## Stated task a
Please rewrite the records as a Markdown table with a Row column numbering each line and a Line column holding it, starting at the first line of the records and ending at the line that contains "1255 488 L 1249", with blank lines left out.

## Supplied passage

______________________________

The Cumaean Sibyl was the priestess presiding over the Apollonian oracle at Cumae, a Greek colony located near Naples, Italy. The word sibyl comes (via Latin) from the ancient Greek word sibylla, meaning prophetess. There were many sibyls in different locations throughout the ancient world. Because of the importance of the Cumaean Sibyl in the legends of early Rome as codified in Virgil's Aeneid VI, and because of her proximity to Rome, the Cumaean Sibyl became the most famous among the Romans. The Erythraean Sibyl from modern-day Turkey was famed among Greeks, as was the oldest Hellenic oracle, the Sibyl of Dodona, possibly dating to the second millennium BC according to Herodotus, favored in the east.

The Cumaean Sibyl is one of the four sibyls painted by Raphael at Santa Maria della Pace (see gallery below). She was also painted by Andrea del Castagno (Uffizi Gallery, illustration right), and in the Sistine Ceiling of Michelangelo her powerful presence overshadows every other sibyl, even her younger and more beautiful sisters, such as the Delphic Sibyl.

______________________________

## Stated task b
Update the passage on the Cumaean Sibyl, starting at "The Cumaean Sibyl was" and ending at "in the east.", and write that stretch out again with "prophetess" replaced by "seeress".

______________________________

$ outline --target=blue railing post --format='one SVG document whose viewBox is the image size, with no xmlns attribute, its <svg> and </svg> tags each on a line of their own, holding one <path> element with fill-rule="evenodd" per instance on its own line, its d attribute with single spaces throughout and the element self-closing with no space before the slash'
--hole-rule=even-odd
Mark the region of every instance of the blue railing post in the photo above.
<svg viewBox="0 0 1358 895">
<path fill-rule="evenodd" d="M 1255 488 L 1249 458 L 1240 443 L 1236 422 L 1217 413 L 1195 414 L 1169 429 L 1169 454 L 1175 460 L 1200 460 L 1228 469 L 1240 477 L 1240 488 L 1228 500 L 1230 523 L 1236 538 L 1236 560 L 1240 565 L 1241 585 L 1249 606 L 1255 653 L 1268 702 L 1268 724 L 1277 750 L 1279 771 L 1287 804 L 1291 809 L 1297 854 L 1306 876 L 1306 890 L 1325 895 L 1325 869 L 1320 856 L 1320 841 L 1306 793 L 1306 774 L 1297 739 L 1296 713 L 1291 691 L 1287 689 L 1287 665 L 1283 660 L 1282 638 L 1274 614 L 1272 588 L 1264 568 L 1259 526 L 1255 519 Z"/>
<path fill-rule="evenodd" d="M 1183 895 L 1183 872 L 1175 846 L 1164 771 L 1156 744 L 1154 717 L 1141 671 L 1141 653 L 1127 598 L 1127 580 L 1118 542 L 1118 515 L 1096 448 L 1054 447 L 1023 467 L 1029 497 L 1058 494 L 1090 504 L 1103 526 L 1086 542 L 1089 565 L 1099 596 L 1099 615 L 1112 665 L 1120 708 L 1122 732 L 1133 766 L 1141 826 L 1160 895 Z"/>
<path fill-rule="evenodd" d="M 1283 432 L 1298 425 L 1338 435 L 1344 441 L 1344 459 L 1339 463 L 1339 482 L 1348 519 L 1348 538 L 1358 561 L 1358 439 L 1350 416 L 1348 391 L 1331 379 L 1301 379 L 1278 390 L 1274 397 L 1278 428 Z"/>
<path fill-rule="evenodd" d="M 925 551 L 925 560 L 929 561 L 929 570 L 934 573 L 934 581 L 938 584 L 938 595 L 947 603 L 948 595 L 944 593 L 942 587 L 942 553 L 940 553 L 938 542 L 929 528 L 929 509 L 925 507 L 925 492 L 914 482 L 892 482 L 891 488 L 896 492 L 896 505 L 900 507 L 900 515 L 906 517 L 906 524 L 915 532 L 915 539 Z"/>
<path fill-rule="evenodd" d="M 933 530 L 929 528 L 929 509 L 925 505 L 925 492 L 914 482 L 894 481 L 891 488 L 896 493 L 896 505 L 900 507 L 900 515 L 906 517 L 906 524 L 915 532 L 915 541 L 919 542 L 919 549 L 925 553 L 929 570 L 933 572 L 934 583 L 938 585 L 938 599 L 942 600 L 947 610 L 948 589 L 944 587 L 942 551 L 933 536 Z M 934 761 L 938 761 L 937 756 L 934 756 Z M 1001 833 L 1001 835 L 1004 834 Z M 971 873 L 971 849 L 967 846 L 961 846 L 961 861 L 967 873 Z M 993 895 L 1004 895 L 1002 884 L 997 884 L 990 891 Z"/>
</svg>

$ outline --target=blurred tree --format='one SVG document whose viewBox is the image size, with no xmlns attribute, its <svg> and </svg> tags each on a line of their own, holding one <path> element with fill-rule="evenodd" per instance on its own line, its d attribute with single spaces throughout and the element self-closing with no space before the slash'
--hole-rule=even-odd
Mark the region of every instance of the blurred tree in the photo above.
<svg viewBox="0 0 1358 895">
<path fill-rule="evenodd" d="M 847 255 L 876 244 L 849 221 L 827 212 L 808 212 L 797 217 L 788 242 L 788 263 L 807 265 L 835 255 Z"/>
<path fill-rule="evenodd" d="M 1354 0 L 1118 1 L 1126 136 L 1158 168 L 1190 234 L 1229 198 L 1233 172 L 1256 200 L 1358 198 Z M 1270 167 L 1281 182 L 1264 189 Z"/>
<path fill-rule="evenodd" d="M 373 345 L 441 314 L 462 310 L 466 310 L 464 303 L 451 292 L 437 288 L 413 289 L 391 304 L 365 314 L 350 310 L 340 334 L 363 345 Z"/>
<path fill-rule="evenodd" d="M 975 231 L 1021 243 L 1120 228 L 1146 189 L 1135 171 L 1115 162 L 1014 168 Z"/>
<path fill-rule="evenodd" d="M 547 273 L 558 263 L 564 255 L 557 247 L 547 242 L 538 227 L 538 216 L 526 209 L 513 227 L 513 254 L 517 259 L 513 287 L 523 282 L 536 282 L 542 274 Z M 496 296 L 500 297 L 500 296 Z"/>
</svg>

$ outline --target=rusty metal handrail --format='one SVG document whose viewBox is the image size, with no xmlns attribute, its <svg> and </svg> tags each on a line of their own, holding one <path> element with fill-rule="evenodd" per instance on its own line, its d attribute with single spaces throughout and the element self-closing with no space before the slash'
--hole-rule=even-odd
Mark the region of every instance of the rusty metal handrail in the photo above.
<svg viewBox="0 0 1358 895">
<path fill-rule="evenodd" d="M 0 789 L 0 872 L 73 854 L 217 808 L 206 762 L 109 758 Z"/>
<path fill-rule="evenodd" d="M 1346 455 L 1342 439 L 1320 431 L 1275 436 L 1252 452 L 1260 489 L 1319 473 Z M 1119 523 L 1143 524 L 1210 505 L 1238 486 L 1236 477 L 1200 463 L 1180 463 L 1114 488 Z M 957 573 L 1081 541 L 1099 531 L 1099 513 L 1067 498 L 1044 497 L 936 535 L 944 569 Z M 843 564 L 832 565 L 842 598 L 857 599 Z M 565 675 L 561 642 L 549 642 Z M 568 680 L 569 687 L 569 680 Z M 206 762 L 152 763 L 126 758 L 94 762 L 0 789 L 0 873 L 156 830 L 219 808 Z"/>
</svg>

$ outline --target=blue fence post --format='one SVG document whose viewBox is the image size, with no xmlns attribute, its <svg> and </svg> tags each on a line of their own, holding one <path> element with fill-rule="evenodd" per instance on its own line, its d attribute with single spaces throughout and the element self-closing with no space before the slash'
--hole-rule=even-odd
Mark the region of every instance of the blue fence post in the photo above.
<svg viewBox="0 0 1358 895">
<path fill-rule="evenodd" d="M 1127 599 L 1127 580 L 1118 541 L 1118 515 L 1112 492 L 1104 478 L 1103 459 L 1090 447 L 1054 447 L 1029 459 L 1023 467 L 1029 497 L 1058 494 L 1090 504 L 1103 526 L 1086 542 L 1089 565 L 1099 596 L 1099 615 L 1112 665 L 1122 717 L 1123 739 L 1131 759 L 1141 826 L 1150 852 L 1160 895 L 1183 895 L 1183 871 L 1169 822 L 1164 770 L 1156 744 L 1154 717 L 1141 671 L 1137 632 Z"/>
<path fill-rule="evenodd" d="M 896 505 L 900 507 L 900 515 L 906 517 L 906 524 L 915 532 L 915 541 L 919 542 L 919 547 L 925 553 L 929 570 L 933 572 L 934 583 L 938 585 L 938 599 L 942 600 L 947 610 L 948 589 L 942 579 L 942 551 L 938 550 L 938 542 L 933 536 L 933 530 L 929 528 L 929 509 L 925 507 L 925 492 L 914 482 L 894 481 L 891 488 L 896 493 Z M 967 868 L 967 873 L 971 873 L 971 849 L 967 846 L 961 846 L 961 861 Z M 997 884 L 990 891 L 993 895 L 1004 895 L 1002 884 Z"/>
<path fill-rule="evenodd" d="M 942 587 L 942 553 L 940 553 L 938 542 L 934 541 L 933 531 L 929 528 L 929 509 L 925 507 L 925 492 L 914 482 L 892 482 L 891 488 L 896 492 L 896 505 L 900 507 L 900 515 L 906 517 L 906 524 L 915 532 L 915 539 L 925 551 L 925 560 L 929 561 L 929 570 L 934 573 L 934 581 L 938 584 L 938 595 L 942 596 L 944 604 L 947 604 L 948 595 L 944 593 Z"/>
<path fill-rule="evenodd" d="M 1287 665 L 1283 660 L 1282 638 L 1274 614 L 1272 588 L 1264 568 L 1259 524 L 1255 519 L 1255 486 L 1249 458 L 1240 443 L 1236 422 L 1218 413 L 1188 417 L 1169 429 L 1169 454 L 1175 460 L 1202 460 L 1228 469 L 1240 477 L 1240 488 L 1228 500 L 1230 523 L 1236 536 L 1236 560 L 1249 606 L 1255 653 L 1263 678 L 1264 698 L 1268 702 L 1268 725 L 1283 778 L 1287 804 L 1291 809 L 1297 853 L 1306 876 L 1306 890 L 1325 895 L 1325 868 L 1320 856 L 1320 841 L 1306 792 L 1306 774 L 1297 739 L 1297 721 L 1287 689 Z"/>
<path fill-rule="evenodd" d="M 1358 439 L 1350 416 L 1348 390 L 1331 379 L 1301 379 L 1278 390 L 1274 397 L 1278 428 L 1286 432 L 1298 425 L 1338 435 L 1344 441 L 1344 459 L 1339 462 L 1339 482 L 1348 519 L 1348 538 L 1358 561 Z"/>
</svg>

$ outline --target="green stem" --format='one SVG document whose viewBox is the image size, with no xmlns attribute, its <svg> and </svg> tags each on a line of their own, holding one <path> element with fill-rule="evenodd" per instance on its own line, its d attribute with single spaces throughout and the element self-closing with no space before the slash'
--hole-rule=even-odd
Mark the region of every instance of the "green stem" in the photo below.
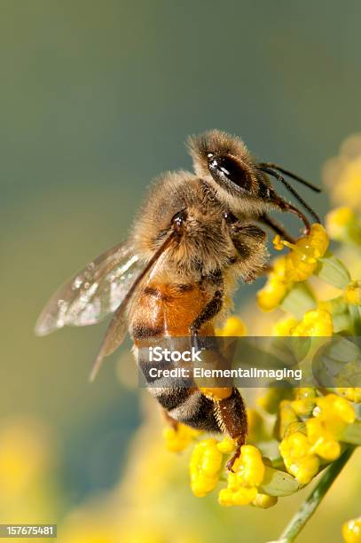
<svg viewBox="0 0 361 543">
<path fill-rule="evenodd" d="M 279 541 L 282 543 L 291 543 L 294 541 L 303 526 L 312 516 L 325 494 L 337 477 L 343 466 L 346 464 L 353 452 L 354 447 L 349 447 L 340 458 L 327 468 L 318 484 L 315 486 L 310 496 L 303 502 L 301 508 L 291 519 L 286 530 L 282 533 Z"/>
</svg>

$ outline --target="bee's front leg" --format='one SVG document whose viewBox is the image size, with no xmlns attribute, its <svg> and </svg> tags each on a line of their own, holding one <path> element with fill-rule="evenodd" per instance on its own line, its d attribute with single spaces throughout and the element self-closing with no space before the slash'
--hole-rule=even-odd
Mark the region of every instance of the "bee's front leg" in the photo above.
<svg viewBox="0 0 361 543">
<path fill-rule="evenodd" d="M 178 429 L 179 422 L 177 421 L 176 421 L 176 419 L 173 419 L 173 417 L 171 417 L 169 415 L 169 413 L 168 413 L 167 409 L 165 409 L 164 407 L 162 409 L 162 413 L 163 413 L 164 419 L 166 420 L 166 422 L 168 422 L 168 424 L 174 430 L 177 431 Z"/>
<path fill-rule="evenodd" d="M 227 462 L 232 471 L 233 464 L 240 454 L 240 447 L 245 444 L 247 433 L 246 405 L 238 389 L 231 390 L 228 397 L 215 401 L 215 413 L 218 425 L 224 432 L 236 441 L 237 447 L 233 456 Z"/>
<path fill-rule="evenodd" d="M 254 223 L 242 223 L 232 213 L 224 213 L 231 240 L 236 250 L 235 262 L 244 281 L 252 282 L 263 273 L 269 258 L 266 232 Z"/>
</svg>

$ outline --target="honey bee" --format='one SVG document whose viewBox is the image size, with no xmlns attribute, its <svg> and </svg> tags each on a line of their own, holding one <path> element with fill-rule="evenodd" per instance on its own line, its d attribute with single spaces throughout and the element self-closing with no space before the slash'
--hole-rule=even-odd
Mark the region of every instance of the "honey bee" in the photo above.
<svg viewBox="0 0 361 543">
<path fill-rule="evenodd" d="M 215 335 L 237 279 L 253 281 L 267 267 L 266 233 L 256 223 L 293 240 L 270 211 L 293 213 L 310 231 L 306 216 L 278 194 L 270 176 L 319 222 L 284 176 L 319 189 L 279 166 L 258 162 L 240 138 L 212 130 L 190 138 L 188 148 L 194 172 L 161 176 L 129 241 L 103 253 L 60 287 L 37 321 L 35 332 L 44 335 L 65 325 L 91 325 L 114 313 L 91 379 L 127 331 L 136 350 L 145 339 Z M 194 383 L 151 391 L 173 424 L 227 433 L 235 439 L 232 468 L 247 431 L 238 389 L 207 394 Z"/>
</svg>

______________________________

## Worked solution a
| Row | Line |
|---|---|
| 1 | $ outline --target=blue railing post --format='one SVG document whose viewBox is the image size, with no xmlns attribute, its <svg> and </svg> tags each on a line of their own, holding one <path> element with fill-rule="evenodd" per instance on its own line, its d attribute with single spaces throughout and the element self-closing with no space before the slash' |
| 2 | --hole-rule=even-odd |
| 3 | Mark the region of every instance of the blue railing post in the photo above. |
| 4 | <svg viewBox="0 0 1358 895"> |
| 5 | <path fill-rule="evenodd" d="M 1255 488 L 1249 458 L 1240 443 L 1236 422 L 1217 413 L 1195 414 L 1169 429 L 1169 454 L 1175 460 L 1200 460 L 1228 469 L 1240 477 L 1240 488 L 1228 500 L 1230 523 L 1236 538 L 1236 560 L 1240 565 L 1241 585 L 1249 606 L 1255 653 L 1268 702 L 1268 724 L 1277 750 L 1279 771 L 1287 804 L 1291 809 L 1297 854 L 1306 876 L 1306 890 L 1325 895 L 1325 869 L 1320 856 L 1320 841 L 1306 793 L 1306 774 L 1297 739 L 1296 713 L 1291 691 L 1287 689 L 1287 665 L 1283 660 L 1282 638 L 1274 614 L 1272 588 L 1264 568 L 1259 526 L 1255 519 Z"/> |

## Worked solution b
The Cumaean Sibyl was the priestess presiding over the Apollonian oracle at Cumae, a Greek colony located near Naples, Italy. The word sibyl comes (via Latin) from the ancient Greek word sibylla, meaning seeress. There were many sibyls in different locations throughout the ancient world. Because of the importance of the Cumaean Sibyl in the legends of early Rome as codified in Virgil's Aeneid VI, and because of her proximity to Rome, the Cumaean Sibyl became the most famous among the Romans. The Erythraean Sibyl from modern-day Turkey was famed among Greeks, as was the oldest Hellenic oracle, the Sibyl of Dodona, possibly dating to the second millennium BC according to Herodotus, favored in the east.